◆ SOURCE PASSAGE
Now Sousa is getting ready for Fermilab’s new Deep Underground Neutrino Experiment, or DUNE. A distant detector for this experiment is being built 800 miles away from Fermilab in a former gold mine about a mile underground in South Dakota. DUNE represents the largest high-energy physics experiment ever created in the United States and includes more than 1,100 scientists from 32 countries.
“Since DUNE is much farther away from the beam, the matter effects are large enough that we should be able to disambiguate the effects from C-P violation. We can tell if it’s really the new physics we’re looking for,” Sousa said.
This detector, actually a group of four, is massive and will hold 68,000 tons of liquid argon kept at a brisk -299 degrees Fahrenheit. Its claim to fame: it will have the highest spatial resolution of any neutrino detector, which means scientists can study them with even more precision.
Sousa is working on new circuit boards the size of tablet computers to record neutrinos in the new detectors. Two of the detectors will use as many as 3,000 of these circuit boards to record the neutrinos. But first Sousa and his colleagues will have to make sure the electronics can operate in subfreezing temperatures. He is testing electronics in his UC lab using liquid nitrogen as a stand-in for argon.

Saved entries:
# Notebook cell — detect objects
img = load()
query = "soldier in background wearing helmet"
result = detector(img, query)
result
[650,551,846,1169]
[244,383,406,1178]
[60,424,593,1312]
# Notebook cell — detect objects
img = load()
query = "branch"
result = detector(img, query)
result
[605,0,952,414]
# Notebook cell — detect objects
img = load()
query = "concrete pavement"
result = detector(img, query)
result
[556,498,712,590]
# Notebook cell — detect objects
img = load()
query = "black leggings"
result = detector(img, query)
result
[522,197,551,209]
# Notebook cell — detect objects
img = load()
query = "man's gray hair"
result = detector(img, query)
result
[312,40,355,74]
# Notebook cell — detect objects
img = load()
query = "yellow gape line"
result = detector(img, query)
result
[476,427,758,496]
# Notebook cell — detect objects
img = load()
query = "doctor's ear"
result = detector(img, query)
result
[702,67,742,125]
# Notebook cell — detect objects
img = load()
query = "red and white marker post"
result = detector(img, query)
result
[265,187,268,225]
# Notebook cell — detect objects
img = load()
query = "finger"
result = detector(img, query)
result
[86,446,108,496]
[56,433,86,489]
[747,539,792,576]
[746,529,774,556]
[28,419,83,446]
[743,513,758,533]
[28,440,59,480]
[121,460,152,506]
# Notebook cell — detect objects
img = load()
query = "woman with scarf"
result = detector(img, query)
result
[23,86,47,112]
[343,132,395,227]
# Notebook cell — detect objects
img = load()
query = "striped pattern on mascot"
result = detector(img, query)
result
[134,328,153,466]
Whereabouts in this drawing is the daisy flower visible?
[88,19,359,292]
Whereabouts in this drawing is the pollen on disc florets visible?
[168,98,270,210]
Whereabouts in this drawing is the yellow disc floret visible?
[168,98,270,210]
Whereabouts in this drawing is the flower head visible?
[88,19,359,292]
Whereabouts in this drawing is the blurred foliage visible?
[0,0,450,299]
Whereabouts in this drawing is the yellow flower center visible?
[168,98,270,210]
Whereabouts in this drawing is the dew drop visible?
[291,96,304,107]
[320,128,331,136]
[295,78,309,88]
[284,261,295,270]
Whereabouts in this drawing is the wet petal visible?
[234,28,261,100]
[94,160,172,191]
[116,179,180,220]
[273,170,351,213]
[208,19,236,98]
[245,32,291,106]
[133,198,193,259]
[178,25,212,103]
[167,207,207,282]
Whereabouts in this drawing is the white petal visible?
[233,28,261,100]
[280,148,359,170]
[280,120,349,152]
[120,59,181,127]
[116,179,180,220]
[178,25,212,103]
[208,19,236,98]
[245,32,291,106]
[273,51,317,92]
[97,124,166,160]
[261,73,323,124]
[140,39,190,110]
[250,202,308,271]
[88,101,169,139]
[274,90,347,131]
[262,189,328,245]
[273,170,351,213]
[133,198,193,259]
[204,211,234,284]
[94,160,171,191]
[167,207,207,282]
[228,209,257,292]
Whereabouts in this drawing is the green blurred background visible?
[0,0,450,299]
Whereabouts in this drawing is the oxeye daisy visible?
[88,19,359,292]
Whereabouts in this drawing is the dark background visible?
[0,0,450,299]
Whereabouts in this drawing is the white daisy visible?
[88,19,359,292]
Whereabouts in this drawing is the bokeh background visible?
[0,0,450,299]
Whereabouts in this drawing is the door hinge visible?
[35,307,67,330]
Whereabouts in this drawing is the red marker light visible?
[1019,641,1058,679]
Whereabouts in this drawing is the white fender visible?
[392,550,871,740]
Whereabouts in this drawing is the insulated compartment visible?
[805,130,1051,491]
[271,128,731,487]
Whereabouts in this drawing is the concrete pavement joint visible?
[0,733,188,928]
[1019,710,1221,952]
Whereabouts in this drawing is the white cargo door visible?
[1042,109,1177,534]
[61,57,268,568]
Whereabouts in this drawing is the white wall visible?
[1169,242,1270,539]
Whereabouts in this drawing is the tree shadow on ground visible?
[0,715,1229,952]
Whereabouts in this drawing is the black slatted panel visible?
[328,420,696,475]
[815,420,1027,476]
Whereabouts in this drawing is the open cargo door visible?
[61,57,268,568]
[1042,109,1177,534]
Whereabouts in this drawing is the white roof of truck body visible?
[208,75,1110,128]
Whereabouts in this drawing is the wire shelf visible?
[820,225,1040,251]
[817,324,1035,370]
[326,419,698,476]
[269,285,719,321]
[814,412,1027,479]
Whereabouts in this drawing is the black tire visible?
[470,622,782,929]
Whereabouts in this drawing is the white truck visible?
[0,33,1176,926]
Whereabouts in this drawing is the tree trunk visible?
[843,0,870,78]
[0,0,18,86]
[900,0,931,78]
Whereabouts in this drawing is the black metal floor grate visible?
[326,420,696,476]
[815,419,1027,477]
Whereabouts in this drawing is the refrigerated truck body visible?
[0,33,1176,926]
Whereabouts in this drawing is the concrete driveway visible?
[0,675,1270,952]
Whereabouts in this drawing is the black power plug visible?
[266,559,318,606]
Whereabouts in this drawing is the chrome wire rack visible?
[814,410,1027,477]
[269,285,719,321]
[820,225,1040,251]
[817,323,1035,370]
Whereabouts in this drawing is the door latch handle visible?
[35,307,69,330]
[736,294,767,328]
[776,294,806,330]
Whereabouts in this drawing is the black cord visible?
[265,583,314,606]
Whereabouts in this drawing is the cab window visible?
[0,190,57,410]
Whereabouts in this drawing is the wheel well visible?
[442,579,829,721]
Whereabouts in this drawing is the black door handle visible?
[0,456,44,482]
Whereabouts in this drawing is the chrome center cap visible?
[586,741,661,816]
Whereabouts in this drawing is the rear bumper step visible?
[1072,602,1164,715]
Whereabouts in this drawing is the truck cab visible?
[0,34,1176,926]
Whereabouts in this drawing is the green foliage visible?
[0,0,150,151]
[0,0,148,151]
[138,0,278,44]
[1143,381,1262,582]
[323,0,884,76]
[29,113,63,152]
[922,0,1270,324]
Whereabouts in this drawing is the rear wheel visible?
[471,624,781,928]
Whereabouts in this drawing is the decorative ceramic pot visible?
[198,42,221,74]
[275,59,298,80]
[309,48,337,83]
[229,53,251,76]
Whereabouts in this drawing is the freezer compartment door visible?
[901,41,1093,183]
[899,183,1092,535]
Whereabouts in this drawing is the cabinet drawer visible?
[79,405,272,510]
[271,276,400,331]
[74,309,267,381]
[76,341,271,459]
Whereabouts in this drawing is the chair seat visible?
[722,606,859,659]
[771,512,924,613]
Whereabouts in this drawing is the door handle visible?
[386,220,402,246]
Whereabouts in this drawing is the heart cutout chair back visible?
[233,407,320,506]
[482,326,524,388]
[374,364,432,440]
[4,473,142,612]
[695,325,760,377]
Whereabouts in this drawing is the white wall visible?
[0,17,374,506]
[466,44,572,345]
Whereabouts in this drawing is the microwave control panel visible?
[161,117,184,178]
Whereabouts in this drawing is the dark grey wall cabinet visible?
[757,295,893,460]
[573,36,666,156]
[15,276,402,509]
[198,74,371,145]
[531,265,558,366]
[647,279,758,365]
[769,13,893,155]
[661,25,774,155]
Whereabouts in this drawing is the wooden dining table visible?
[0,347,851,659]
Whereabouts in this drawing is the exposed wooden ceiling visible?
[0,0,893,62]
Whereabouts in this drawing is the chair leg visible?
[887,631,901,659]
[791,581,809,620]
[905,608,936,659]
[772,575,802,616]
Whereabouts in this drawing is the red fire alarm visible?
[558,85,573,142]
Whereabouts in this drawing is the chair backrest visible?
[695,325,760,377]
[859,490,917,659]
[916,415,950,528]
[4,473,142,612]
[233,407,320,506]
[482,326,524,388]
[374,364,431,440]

◆ WORK INSTRUCTIONS
1. In the passage about the DUNE neutrino experiment, how many tons of liquid argon will the detector hold?
2. Proceed with the passage about the DUNE neutrino experiment, continuing after its final sentence.
The saved lines are separate material, apart from the passage about the DUNE neutrino experiment.

◆ PER-TASK ANSWERS
1. 68,000 tons.

2.
The new electronics are another example of how high-energy physics has spurred technology such as the creation of the world wide web. Fermilab’s research has contributed to medical insights into proton therapy and diagnostic equipment such as magnetic resonance imaging and positron emission tomography, or PET scans.
“This microchip was created specifically for the DUNE experiment,” Sousa said, holding up the circuit board. “I think this is where these experiments really contribute to society. We are answering questions about the universe. At the same time, we’re developing new, state-of-the-art electronics that eventually can trickle down to the consumer level.
“In that way, we are an engine of innovation.”